### TEXTO DE REFERÊNCIA ###
Imagine que você é proprietário ou herdeiro de uma área de natureza preservada, com nascentes, rios e/ou remanescentes de um dos biomas brasileiros, e gostaria de garantir sua conservação por muitas e muitas gerações. Um dos mecanismos para assegurar sua proteção é transformá-la em uma Reserva Particular do Patrimônio Natural – RPPN, um tipo de unidade de conservação de domínio privado, cujo objetivo de conservar a diversidade biológica fica gravado perpetuamente na matrícula do imóvel.
Essa foi a opção de nomes como o ator Marcos Palmeira, que transformou parte de sua fazenda Vale das Palmeiras, em Teresópolis, RJ, em RPPN; do cantor Ney Matogrosso, proprietário da RPPN Matogrosso, em Saquarema, RJ; e da escritora Raquel de Queiroz, criadora da RPPN Fazenda Não me Deixes, em Quixadá, CE. Também entram nesse rol de entusiastas das RPPNs o casal Lélia e Sebastião Salgado, fundadores da RPPN Fazenda Bulcão, sede do Instituto Terra, localizada em Aimorés, MG. Um detalhe importante: eles foram os primeiros a conseguir transformar uma área degradada em RPPN, graças ao intenso trabalho de reflorestamento da área, que hoje é um refúgio de Mata Atlântica.

Em Paranaguá, litoral do Paraná, a bióloga Anne Zugman é proprietária e gestora da RPPN Encontro das Águas, criada em 2021. “Quando herdei da família a área de 30 hectares, meu principal desejo era conservar a floresta de Mata Atlântica que há nela e que desejo deixar para as futuras gerações”, afirma. A reserva conta com 18 hectares destinados a pesquisas e ao turismo científico. O nome é uma referência ao fato de a área reunir três afluentes do rio Cambará, fundamental para o abastecimento hídrico da cidade de Matinhos, localizada na região. Zugman também é associada ao Mater Natura Instituto de Estudos Ambientais, organização não governamental sem fins lucrativos que oferece, entre outros serviços, apoio e consultoria para interessados na criação e implementação de RPPNs.
Quem pode criar uma RPPN
Pessoas físicas e jurídicas estão aptas a criar RPPNs, nas esferas federal, estadual ou municipal. Atualmente, o Brasil conta com cerca de 2 mil RPPNs, que juntas somam mais de um milhão de hectares. Não há um tamanho mínimo nem máximo para uma unidade de conservação dessa categoria. O Instituto Chico Mendes de Conservação da Biodiversidade (ICMBio), órgão responsável por essas reservas no âmbito federal, já autorizou a criação de RPPNs com menos de um hectare (mais comum em áreas urbanas) e com mais de 80 mil hectares. “O importante é o proprietário comprovar que sua área tem atributos de diversidade biológica que merecem esse reconhecimento”, explica André Zecchin, gerente da Reserva Natural Salto Morato, RPPN que fica em Guaraqueçaba, PR, e pertence à Fundação Grupo Boticário de Proteção à Natureza. A entidade também é proprietária da Reserva Natural Serra do Tombador, em Cavalcante, GO, e já ofereceu apoio financeiro (via editais) para outras 47 RPPNs.
### DADOS FORNECIDOS ###
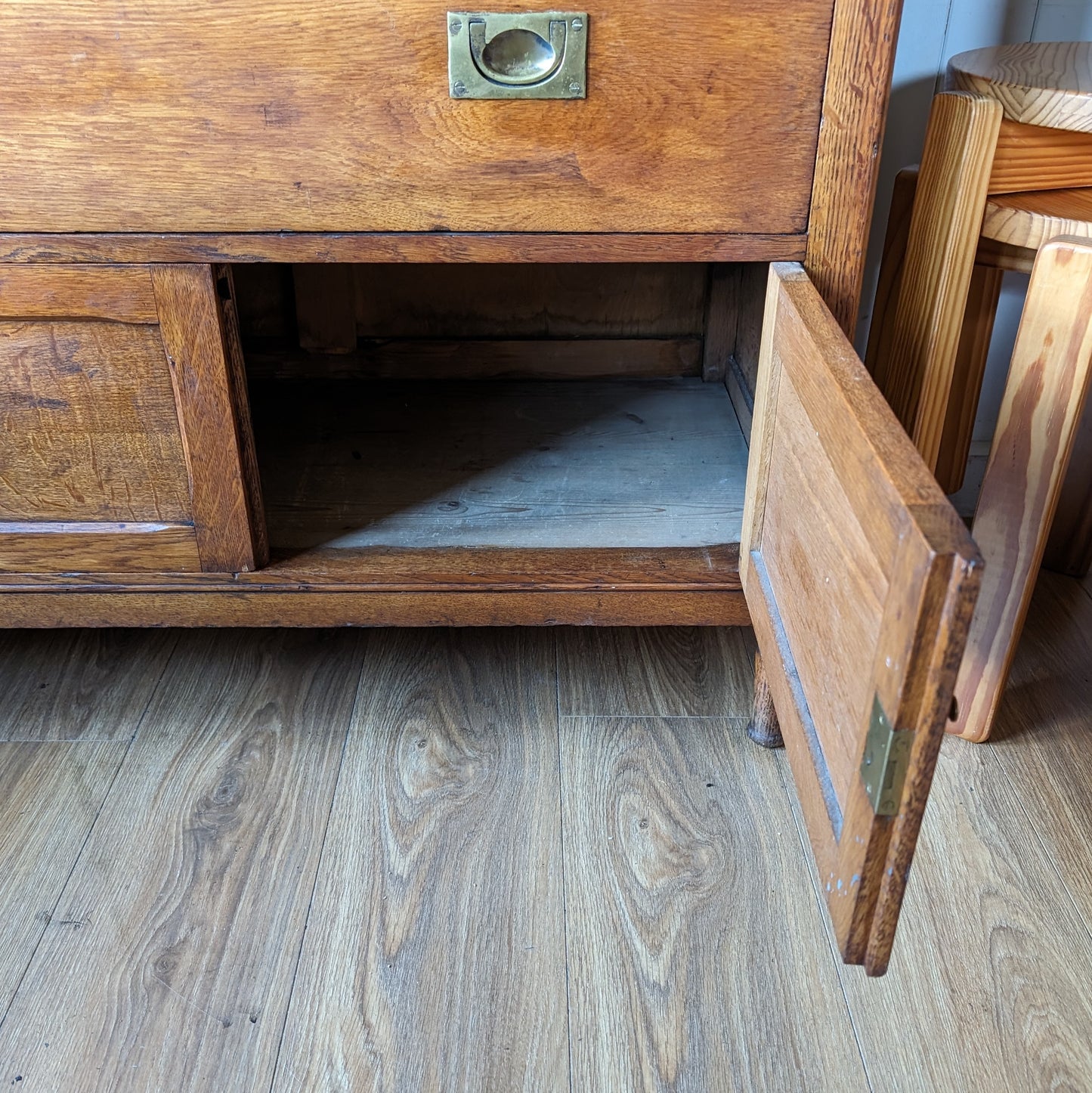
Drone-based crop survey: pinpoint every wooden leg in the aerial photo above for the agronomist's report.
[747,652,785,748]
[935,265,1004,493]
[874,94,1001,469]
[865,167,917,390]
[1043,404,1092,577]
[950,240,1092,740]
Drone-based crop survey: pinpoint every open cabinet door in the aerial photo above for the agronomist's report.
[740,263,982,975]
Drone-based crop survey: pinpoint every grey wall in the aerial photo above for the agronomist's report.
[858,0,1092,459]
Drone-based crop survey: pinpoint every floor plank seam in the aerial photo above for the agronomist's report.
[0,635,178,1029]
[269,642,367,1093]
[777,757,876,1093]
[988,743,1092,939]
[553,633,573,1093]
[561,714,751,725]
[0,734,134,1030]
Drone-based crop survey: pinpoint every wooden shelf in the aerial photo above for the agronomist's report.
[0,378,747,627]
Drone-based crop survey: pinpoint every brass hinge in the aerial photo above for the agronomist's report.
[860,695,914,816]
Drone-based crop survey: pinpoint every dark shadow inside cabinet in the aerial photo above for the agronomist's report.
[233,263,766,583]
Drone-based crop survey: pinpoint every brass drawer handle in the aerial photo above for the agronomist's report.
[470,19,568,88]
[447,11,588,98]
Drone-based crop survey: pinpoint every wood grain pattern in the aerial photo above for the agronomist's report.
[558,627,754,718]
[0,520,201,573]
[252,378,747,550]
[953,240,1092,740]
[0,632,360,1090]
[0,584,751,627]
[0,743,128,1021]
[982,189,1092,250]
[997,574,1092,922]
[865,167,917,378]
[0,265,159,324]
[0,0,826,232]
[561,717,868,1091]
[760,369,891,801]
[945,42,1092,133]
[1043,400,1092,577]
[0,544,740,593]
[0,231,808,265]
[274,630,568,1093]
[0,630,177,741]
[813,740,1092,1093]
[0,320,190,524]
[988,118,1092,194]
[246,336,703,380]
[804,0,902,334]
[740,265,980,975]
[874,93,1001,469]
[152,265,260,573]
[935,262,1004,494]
###
INSTRUÇÕES.
**A.** Reescreva em forma de lista o parágrafo do texto de referência que começa com "Em Paranaguá, litoral do Paraná", mantendo os fatos principais.
**B.** De acordo com o texto de referência, quantas RPPNs existem atualmente no Brasil?
**C.** Reproduza fielmente o trecho do texto de referência, começando pelas palavras "Em Paranaguá, litoral" e parando depois de "implementação de RPPNs.".

RESPOSTAS DAS TAREFAS.
**A.**
- A bióloga Anne Zugman é proprietária e gestora da RPPN Encontro das Águas, criada em 2021 em Paranaguá, no litoral do Paraná.
- Ela herdou da família a área de 30 hectares e quis conservar a floresta de Mata Atlântica para as futuras gerações.
- A reserva destina 18 hectares a pesquisas e ao turismo científico.
- O nome se refere aos três afluentes do rio Cambará que a área reúne. Esse rio é fundamental para o abastecimento hídrico de Matinhos.
- Zugman é associada ao Mater Natura Instituto de Estudos Ambientais, ONG sem fins lucrativos que oferece apoio e consultoria para a criação e a implementação de RPPNs.

**B.** Cerca de 2 mil, que juntas somam mais de um milhão de hectares.

**C.**
Em Paranaguá, litoral do Paraná, a bióloga Anne Zugman é proprietária e gestora da RPPN Encontro das Águas, criada em 2021. “Quando herdei da família a área de 30 hectares, meu principal desejo era conservar a floresta de Mata Atlântica que há nela e que desejo deixar para as futuras gerações”, afirma. A reserva conta com 18 hectares destinados a pesquisas e ao turismo científico. O nome é uma referência ao fato de a área reunir três afluentes do rio Cambará, fundamental para o abastecimento hídrico da cidade de Matinhos, localizada na região. Zugman também é associada ao Mater Natura Instituto de Estudos Ambientais, organização não governamental sem fins lucrativos que oferece, entre outros serviços, apoio e consultoria para interessados na criação e implementação de RPPNs.